(EXCERPT PROVIDED Opens)

On exploration, Mokoena told the Indaba that part of the DMRE’s comprehensive strategy would be:
- the strengthening of administrative capacity to ensure transparency; and
- a halving of the turnaround times for the processing of mining, prospecting and environmental licences.
“Beyond this, we’ll finalise work with the development finance institutions and the private sector in the development of a comprehensive programme to support junior miners and ensure that prospecting rights are actively converted into mining operations and shared value,” Mokoena added.
MINERAL CADASTRE SYSTEM
Questioned by Joburg Indaba chairperson Bernard Swanepoel on whether improving the DMRE’s currently inadequate cadastre system would form part of the comprehensive exploration strategy, Mokoena said: “On the cadastre, we have been getting some comments. I can confirm here that two weeks ago, we had a meeting with the Minister to discuss the cadastre and different ways and means in which we can deal with this matter.”
PwC’s SA Mine report released this week stated that there is a need to improve the DMRE’s Samrad mineral cadastre system.
“I think it’s fair to say that its broken,” PwC African mining leader Andries Rossouw reported.

(EXCERPT PROVIDED Closes)
(RECORD SET Opens)

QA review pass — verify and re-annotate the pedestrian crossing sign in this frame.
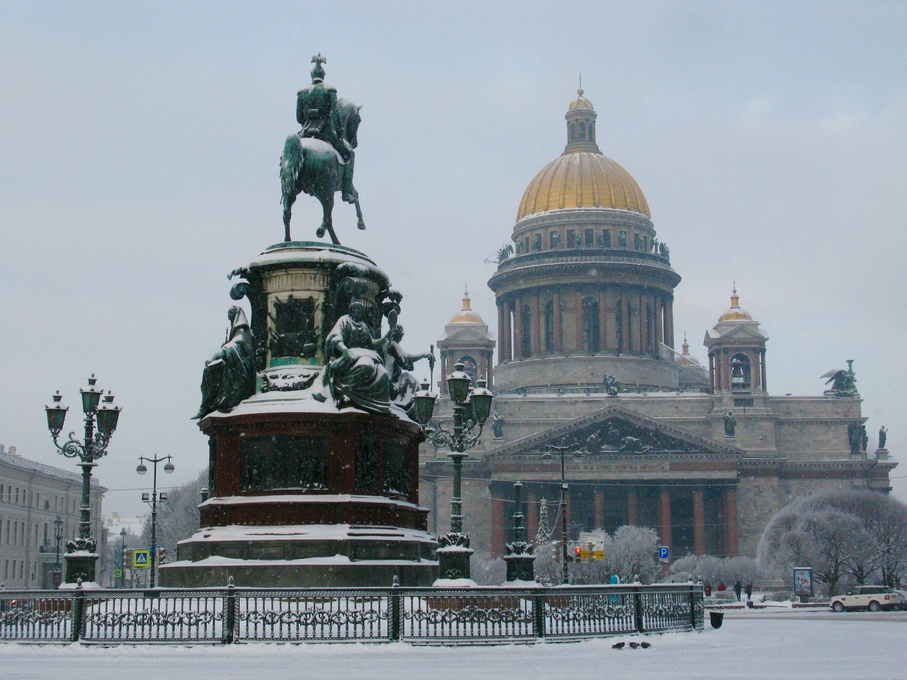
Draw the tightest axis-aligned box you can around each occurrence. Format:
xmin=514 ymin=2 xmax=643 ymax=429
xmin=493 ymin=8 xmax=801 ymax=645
xmin=132 ymin=549 xmax=151 ymax=569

(RECORD SET Closes)

TASKS FOR THIS EXERCISE:
• A. According to the excerpt, why is the DMRE's strategy to strengthen administrative capacity, and what is the programme for junior miners meant to ensure? Answer in one to three sentences.
• B. Answer these questions from the excerpt:
(i) Who is the chairperson of the Joburg Indaba?
(ii) By how much is the turnaround time for processing mining, prospecting and environmental licences to be reduced?
(iii) What is the name of the DMRE's mineral cadastre system mentioned in PwC's SA Mine report?
• C. Say whether each statement agrees with the excerpt, and support each yes or no with the deciding words quoted from it:
(i) Mokoena met with the Minister to discuss the cadastre.
(ii) The strategy aims to cut licence turnaround times by one third.
(iii) Andries Rossouw described the cadastre system as working adequately.

ANSWERS FOR THE EXERCISE:
• A. The excerpt says administrative capacity is to be strengthened to ensure transparency. The programme to support junior miners is meant to ensure that prospecting rights are actively converted into mining operations and shared value.

• B.
(i) Bernard Swanepoel.
(ii) It is to be halved.
(iii) Samrad.

• C.
(i) Yes: "two weeks ago, we had a meeting with the Minister to discuss the cadastre"
(ii) No: "a halving of the turnaround times for the processing of mining, prospecting and environmental licences"
(iii) No: "I think it’s fair to say that its broken"